Records from a point labeling set:
• • • •
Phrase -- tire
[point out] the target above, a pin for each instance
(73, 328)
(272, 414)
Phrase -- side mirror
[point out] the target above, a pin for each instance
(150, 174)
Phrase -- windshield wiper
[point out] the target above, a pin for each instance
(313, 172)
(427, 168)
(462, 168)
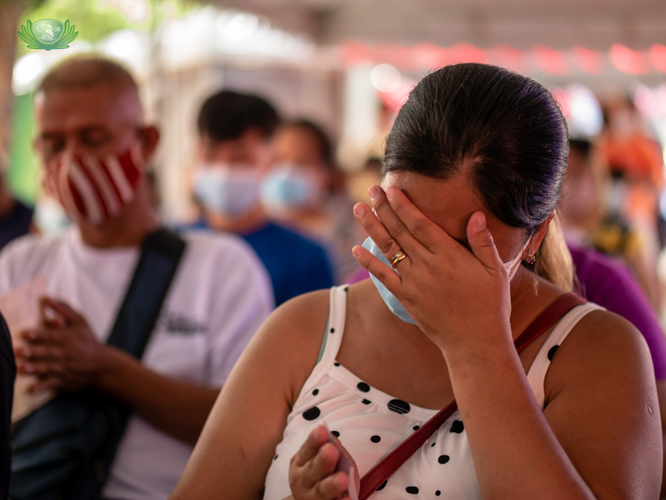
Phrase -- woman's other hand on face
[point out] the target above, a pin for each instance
(312, 471)
(456, 296)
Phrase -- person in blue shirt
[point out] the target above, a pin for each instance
(233, 155)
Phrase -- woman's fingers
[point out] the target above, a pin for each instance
(399, 237)
(376, 230)
(309, 449)
(426, 232)
(379, 270)
(311, 473)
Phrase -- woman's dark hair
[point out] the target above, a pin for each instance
(227, 115)
(502, 130)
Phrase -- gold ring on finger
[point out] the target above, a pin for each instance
(397, 257)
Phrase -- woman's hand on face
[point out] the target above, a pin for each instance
(312, 473)
(455, 296)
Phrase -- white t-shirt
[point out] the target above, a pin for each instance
(219, 297)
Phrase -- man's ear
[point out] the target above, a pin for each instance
(539, 235)
(149, 137)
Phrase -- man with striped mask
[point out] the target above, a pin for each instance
(95, 146)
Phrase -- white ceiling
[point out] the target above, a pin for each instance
(518, 23)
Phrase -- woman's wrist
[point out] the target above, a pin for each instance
(470, 350)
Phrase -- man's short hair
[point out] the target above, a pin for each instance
(87, 71)
(227, 115)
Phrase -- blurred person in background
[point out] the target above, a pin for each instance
(235, 132)
(473, 171)
(590, 217)
(95, 146)
(15, 217)
(305, 190)
(636, 166)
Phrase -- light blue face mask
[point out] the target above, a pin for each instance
(390, 300)
(229, 190)
(290, 187)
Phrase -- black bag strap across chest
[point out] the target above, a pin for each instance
(160, 255)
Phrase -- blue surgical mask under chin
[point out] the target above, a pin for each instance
(389, 299)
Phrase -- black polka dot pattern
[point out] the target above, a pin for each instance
(399, 406)
(457, 427)
(311, 414)
(363, 387)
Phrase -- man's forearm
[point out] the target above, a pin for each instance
(178, 408)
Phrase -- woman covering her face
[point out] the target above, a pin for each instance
(472, 178)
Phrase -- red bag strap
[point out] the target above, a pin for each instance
(383, 470)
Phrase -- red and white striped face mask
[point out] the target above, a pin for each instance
(93, 189)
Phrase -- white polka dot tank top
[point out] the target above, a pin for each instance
(371, 423)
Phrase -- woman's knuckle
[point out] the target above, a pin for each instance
(386, 245)
(395, 229)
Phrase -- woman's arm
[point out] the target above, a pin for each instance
(599, 436)
(237, 444)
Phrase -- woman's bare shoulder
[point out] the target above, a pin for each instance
(298, 323)
(601, 346)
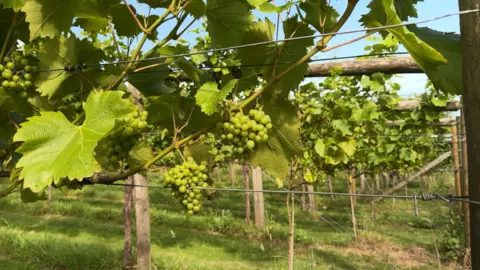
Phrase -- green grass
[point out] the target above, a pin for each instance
(83, 230)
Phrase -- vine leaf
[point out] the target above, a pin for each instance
(156, 3)
(196, 8)
(140, 154)
(320, 15)
(28, 196)
(123, 21)
(447, 78)
(11, 102)
(284, 142)
(289, 52)
(62, 52)
(406, 9)
(49, 17)
(92, 15)
(382, 12)
(259, 31)
(54, 147)
(227, 16)
(209, 95)
(15, 4)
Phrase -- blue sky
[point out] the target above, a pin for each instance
(411, 83)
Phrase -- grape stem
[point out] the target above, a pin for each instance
(9, 35)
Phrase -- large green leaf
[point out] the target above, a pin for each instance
(20, 32)
(49, 17)
(15, 4)
(196, 8)
(13, 102)
(227, 21)
(406, 9)
(289, 52)
(209, 95)
(123, 21)
(383, 12)
(447, 78)
(320, 14)
(92, 15)
(63, 52)
(284, 142)
(54, 148)
(260, 31)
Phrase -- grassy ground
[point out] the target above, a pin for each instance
(83, 230)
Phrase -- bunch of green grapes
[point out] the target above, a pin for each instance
(243, 133)
(182, 179)
(16, 71)
(115, 147)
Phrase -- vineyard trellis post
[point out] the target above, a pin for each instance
(246, 181)
(127, 223)
(464, 182)
(258, 199)
(470, 44)
(456, 161)
(142, 222)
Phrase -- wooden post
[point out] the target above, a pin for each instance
(246, 182)
(231, 171)
(330, 187)
(303, 198)
(456, 163)
(377, 182)
(311, 199)
(351, 180)
(142, 222)
(362, 183)
(127, 224)
(470, 44)
(50, 193)
(258, 200)
(291, 221)
(465, 186)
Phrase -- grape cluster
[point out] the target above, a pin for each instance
(182, 179)
(16, 71)
(243, 133)
(116, 146)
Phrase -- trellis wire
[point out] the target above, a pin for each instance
(424, 197)
(83, 66)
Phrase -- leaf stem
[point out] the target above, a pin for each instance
(11, 188)
(136, 54)
(348, 11)
(9, 35)
(171, 36)
(135, 18)
(302, 60)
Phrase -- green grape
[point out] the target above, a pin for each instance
(250, 144)
(7, 74)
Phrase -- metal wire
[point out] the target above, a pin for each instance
(82, 66)
(425, 197)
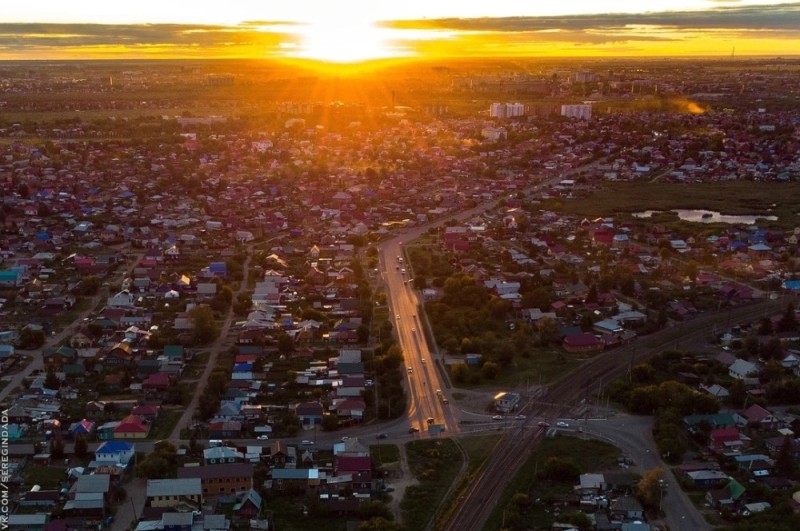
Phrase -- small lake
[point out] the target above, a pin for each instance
(707, 216)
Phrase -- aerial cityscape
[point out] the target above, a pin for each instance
(451, 267)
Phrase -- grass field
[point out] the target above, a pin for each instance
(477, 450)
(435, 463)
(543, 367)
(738, 197)
(586, 455)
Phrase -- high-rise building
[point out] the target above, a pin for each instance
(582, 111)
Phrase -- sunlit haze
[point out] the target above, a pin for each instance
(350, 31)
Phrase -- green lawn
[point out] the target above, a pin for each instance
(47, 477)
(587, 455)
(435, 464)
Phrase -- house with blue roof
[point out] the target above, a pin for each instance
(119, 452)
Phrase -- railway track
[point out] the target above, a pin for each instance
(474, 508)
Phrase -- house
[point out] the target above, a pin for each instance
(249, 506)
(505, 402)
(727, 496)
(717, 420)
(582, 342)
(707, 479)
(157, 382)
(309, 413)
(181, 493)
(626, 508)
(295, 478)
(222, 455)
(742, 369)
(115, 452)
(756, 416)
(131, 427)
(725, 439)
(219, 480)
(591, 484)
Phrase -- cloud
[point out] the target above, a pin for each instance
(778, 18)
(41, 36)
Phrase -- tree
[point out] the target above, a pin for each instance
(51, 380)
(56, 447)
(648, 490)
(459, 372)
(788, 322)
(784, 463)
(204, 328)
(330, 422)
(285, 344)
(489, 370)
(81, 445)
(30, 339)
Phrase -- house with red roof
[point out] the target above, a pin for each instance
(756, 416)
(157, 382)
(131, 427)
(583, 342)
(725, 439)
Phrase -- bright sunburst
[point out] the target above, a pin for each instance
(339, 37)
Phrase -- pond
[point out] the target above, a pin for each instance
(708, 216)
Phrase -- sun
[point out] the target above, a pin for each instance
(338, 37)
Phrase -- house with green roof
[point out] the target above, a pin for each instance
(717, 420)
(727, 496)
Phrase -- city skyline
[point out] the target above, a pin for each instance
(347, 32)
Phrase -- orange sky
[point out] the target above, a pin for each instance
(341, 32)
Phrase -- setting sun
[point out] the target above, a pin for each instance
(340, 37)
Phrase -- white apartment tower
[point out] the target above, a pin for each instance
(582, 111)
(506, 110)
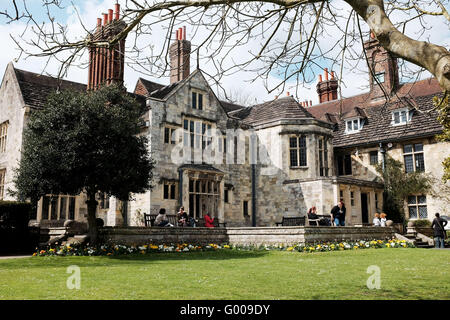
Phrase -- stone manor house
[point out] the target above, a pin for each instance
(273, 159)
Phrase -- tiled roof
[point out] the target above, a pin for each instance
(150, 86)
(378, 127)
(36, 87)
(278, 109)
(229, 106)
(200, 167)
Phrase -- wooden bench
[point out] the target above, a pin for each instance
(216, 223)
(312, 222)
(292, 221)
(149, 220)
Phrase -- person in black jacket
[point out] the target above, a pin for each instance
(338, 214)
(439, 231)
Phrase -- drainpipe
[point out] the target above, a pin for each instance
(253, 195)
(253, 159)
(180, 187)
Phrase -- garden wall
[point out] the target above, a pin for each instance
(247, 235)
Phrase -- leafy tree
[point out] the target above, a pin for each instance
(85, 142)
(398, 185)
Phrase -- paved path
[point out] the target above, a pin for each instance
(13, 257)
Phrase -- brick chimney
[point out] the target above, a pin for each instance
(327, 89)
(384, 66)
(106, 64)
(180, 53)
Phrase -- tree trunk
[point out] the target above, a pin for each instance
(434, 58)
(92, 224)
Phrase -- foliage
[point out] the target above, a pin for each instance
(443, 108)
(118, 250)
(85, 142)
(15, 235)
(398, 185)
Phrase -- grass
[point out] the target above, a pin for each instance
(405, 274)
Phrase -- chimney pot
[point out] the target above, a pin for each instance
(117, 7)
(110, 15)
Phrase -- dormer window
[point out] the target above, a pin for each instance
(401, 116)
(379, 77)
(353, 125)
(197, 100)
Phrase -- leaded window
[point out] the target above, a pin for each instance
(417, 207)
(297, 151)
(413, 156)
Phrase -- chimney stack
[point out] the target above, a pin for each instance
(383, 66)
(327, 89)
(180, 54)
(106, 64)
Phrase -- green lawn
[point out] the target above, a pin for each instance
(405, 274)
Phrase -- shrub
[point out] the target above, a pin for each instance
(15, 236)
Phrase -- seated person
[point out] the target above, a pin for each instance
(209, 222)
(162, 220)
(182, 218)
(376, 220)
(191, 221)
(312, 213)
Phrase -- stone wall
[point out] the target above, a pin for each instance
(255, 236)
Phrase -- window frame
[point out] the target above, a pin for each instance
(408, 116)
(197, 100)
(414, 154)
(301, 149)
(3, 135)
(360, 124)
(2, 183)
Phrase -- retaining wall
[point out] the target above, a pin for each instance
(247, 235)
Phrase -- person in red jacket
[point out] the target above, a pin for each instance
(209, 222)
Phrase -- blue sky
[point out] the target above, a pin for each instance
(90, 10)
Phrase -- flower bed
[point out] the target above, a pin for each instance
(105, 250)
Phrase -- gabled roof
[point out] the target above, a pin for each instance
(150, 86)
(378, 114)
(286, 108)
(378, 127)
(35, 87)
(229, 106)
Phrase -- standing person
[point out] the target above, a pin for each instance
(383, 219)
(182, 217)
(162, 220)
(439, 231)
(338, 214)
(192, 222)
(376, 220)
(209, 222)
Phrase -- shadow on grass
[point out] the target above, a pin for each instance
(102, 261)
(208, 255)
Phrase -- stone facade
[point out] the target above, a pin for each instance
(304, 155)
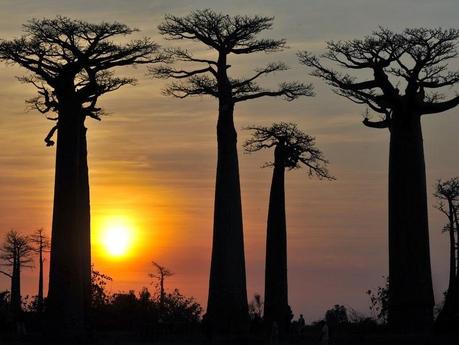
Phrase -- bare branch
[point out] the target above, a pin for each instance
(288, 90)
(293, 148)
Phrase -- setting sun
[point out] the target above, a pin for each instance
(116, 236)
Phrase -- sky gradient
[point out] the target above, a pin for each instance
(153, 159)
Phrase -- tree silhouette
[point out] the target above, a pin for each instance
(415, 60)
(226, 36)
(161, 274)
(447, 193)
(15, 253)
(40, 244)
(70, 63)
(292, 150)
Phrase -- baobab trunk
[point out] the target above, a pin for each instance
(227, 309)
(40, 280)
(448, 318)
(410, 282)
(68, 267)
(452, 249)
(276, 307)
(16, 287)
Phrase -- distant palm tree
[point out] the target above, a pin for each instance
(15, 253)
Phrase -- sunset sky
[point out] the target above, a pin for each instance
(152, 159)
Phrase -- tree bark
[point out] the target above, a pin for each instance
(410, 282)
(40, 280)
(276, 307)
(227, 308)
(70, 262)
(16, 286)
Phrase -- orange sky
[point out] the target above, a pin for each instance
(152, 160)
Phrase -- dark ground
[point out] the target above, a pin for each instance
(113, 338)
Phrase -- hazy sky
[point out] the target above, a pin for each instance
(152, 161)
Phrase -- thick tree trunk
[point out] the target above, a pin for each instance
(452, 252)
(446, 316)
(16, 288)
(448, 319)
(40, 282)
(70, 262)
(410, 282)
(227, 309)
(276, 307)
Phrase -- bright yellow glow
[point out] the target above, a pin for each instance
(117, 235)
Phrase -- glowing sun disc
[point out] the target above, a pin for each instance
(117, 240)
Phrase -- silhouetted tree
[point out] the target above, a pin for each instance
(15, 253)
(447, 193)
(41, 244)
(292, 149)
(225, 35)
(161, 274)
(379, 301)
(256, 307)
(99, 295)
(415, 60)
(71, 62)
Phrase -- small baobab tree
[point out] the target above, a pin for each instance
(160, 275)
(15, 253)
(225, 36)
(401, 77)
(447, 194)
(71, 63)
(292, 150)
(40, 244)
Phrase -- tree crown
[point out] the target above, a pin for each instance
(73, 58)
(416, 59)
(226, 35)
(15, 250)
(298, 148)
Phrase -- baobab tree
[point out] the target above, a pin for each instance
(71, 63)
(416, 61)
(225, 36)
(293, 149)
(40, 244)
(15, 253)
(161, 274)
(447, 194)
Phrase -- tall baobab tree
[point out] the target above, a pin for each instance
(161, 274)
(225, 36)
(15, 253)
(70, 63)
(416, 61)
(447, 193)
(40, 244)
(292, 150)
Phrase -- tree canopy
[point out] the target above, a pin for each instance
(299, 148)
(72, 56)
(415, 59)
(226, 35)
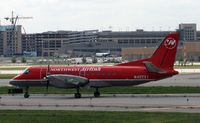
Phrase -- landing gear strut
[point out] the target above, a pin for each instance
(77, 94)
(26, 94)
(97, 93)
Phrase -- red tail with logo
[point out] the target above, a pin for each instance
(164, 56)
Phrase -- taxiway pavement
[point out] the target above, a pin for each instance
(178, 80)
(108, 102)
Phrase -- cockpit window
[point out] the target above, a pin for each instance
(27, 71)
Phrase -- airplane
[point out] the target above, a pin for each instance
(104, 54)
(158, 66)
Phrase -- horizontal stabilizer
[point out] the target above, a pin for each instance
(152, 68)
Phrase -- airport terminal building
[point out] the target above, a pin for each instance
(128, 44)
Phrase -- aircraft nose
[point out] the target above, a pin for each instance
(13, 82)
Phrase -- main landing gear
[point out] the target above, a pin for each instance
(77, 94)
(26, 94)
(97, 93)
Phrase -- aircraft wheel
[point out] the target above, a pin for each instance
(96, 94)
(77, 95)
(26, 95)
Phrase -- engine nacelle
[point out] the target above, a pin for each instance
(66, 81)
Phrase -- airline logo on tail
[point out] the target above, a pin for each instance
(170, 43)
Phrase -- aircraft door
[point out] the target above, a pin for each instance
(82, 73)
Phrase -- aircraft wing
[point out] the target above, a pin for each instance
(66, 81)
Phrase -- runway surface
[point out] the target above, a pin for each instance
(178, 80)
(136, 102)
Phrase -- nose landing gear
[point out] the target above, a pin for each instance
(26, 94)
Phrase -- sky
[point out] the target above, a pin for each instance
(117, 15)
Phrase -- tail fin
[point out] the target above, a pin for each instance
(164, 56)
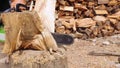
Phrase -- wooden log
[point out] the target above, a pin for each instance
(38, 59)
(46, 12)
(67, 8)
(25, 30)
(101, 12)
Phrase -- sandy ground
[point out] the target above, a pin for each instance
(91, 53)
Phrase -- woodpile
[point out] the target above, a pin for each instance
(88, 18)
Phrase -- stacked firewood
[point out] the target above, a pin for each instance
(88, 18)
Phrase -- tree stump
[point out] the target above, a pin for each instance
(38, 59)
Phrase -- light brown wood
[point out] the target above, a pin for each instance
(37, 59)
(24, 30)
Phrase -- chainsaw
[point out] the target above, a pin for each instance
(59, 38)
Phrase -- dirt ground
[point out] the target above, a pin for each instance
(92, 53)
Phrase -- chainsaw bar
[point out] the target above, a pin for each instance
(63, 38)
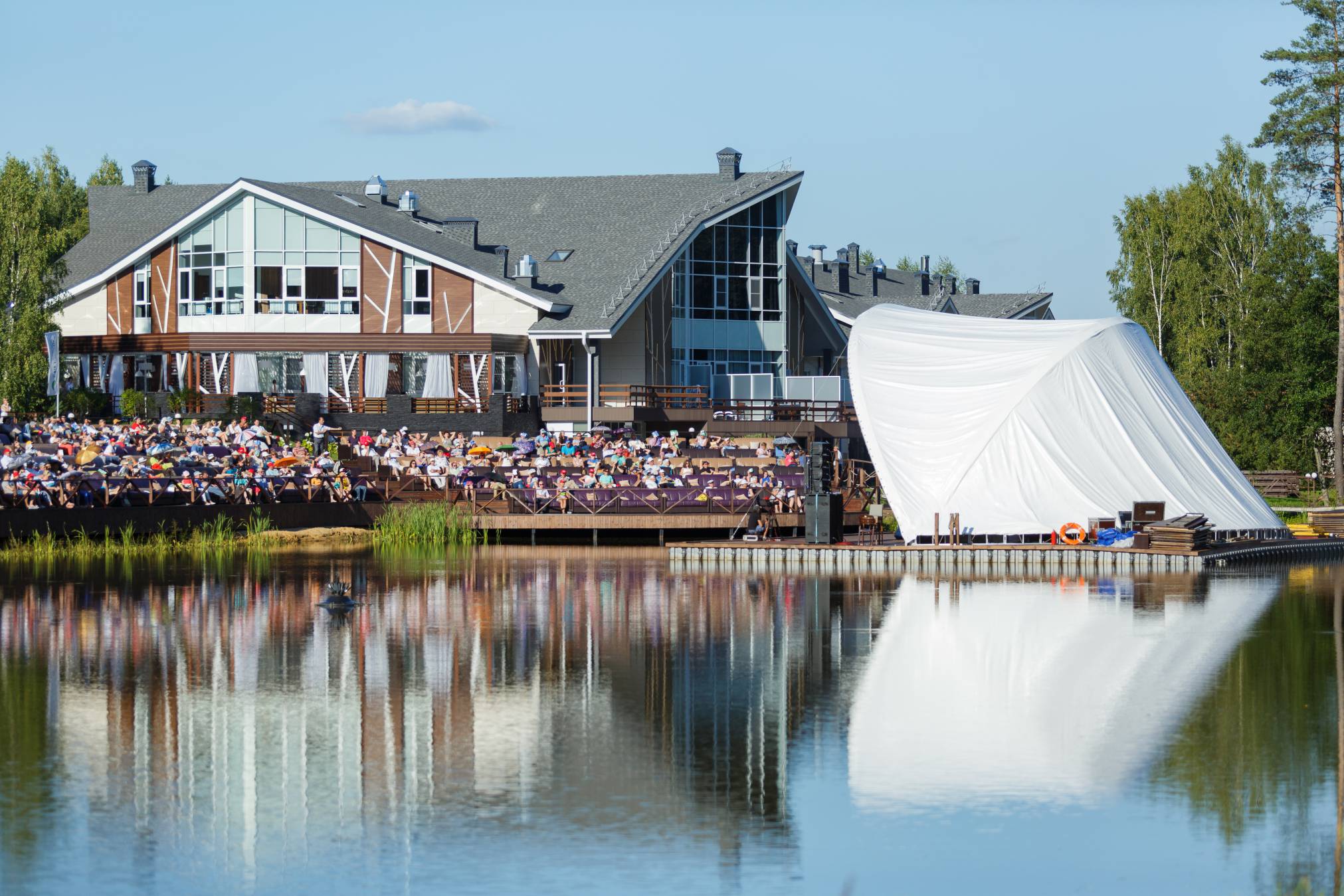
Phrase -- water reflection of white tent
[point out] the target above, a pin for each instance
• • • •
▸ **Written task**
Copy out the records verbatim from the line containing "Phrase -- aircraft nose" through the end of the records, including both ends. Omit the pictures from your answer.

▸ **Correct response**
Phrase -- aircraft nose
[point out] the target above, a pin for each instance
(13, 82)
Phrase -- main landing gear
[point out] the target above, a pin for each instance
(77, 94)
(26, 94)
(97, 93)
Phrase -- aircraft wheel
[point out] the target above, a pin for each instance
(96, 94)
(77, 95)
(26, 95)
Phrase -- engine nacelle
[point out] the target above, a pin for each instance
(66, 81)
Phrase -- airline logo on tail
[point out] the target above, a pin for each instance
(170, 43)
Phrase -- aircraft door
[point out] the target above, a pin for each instance
(82, 73)
Phrase -- aircraft wing
[point out] the target above, a pin for each instance
(66, 81)
Phrase -- runway surface
[point out] the target above, a pin for each instance
(178, 80)
(136, 102)
Phrase -- nose landing gear
[point out] the target above, a pin for each instance
(26, 94)
Phrase -- sky
[point out] the target above, a pin for each instance
(117, 15)
Phrase -- tail fin
[point out] the target above, a pin for each instance
(164, 56)
Phrase -- wooden log
[point out] the target above, a pin for each instance
(38, 59)
(46, 12)
(67, 8)
(25, 30)
(101, 12)
Phrase -- sandy ground
[point out] the target above, a pin for each instance
(91, 53)
Phrase -- woodpile
[point out] the target above, a pin for each instance
(88, 18)
Phrase -- stacked firewood
[point out] the target above, a pin for each instance
(88, 18)
Phrase -- tree stump
[point out] the target above, a pin for each instance
(38, 59)
Phrase -- light brown wood
[point out] the target above, a pin for each instance
(37, 59)
(24, 30)
Phrase -- chainsaw
[point out] the target above, a pin for each instance
(59, 38)
Phrase -- dirt ground
[point out] the target above, a pin for each instance
(92, 53)
Phrase -- chainsaw bar
[point out] the target above, a pin for each instance
(63, 38)
Phrase -- water reflection of white tent
[point out] the target above, a pin for each instance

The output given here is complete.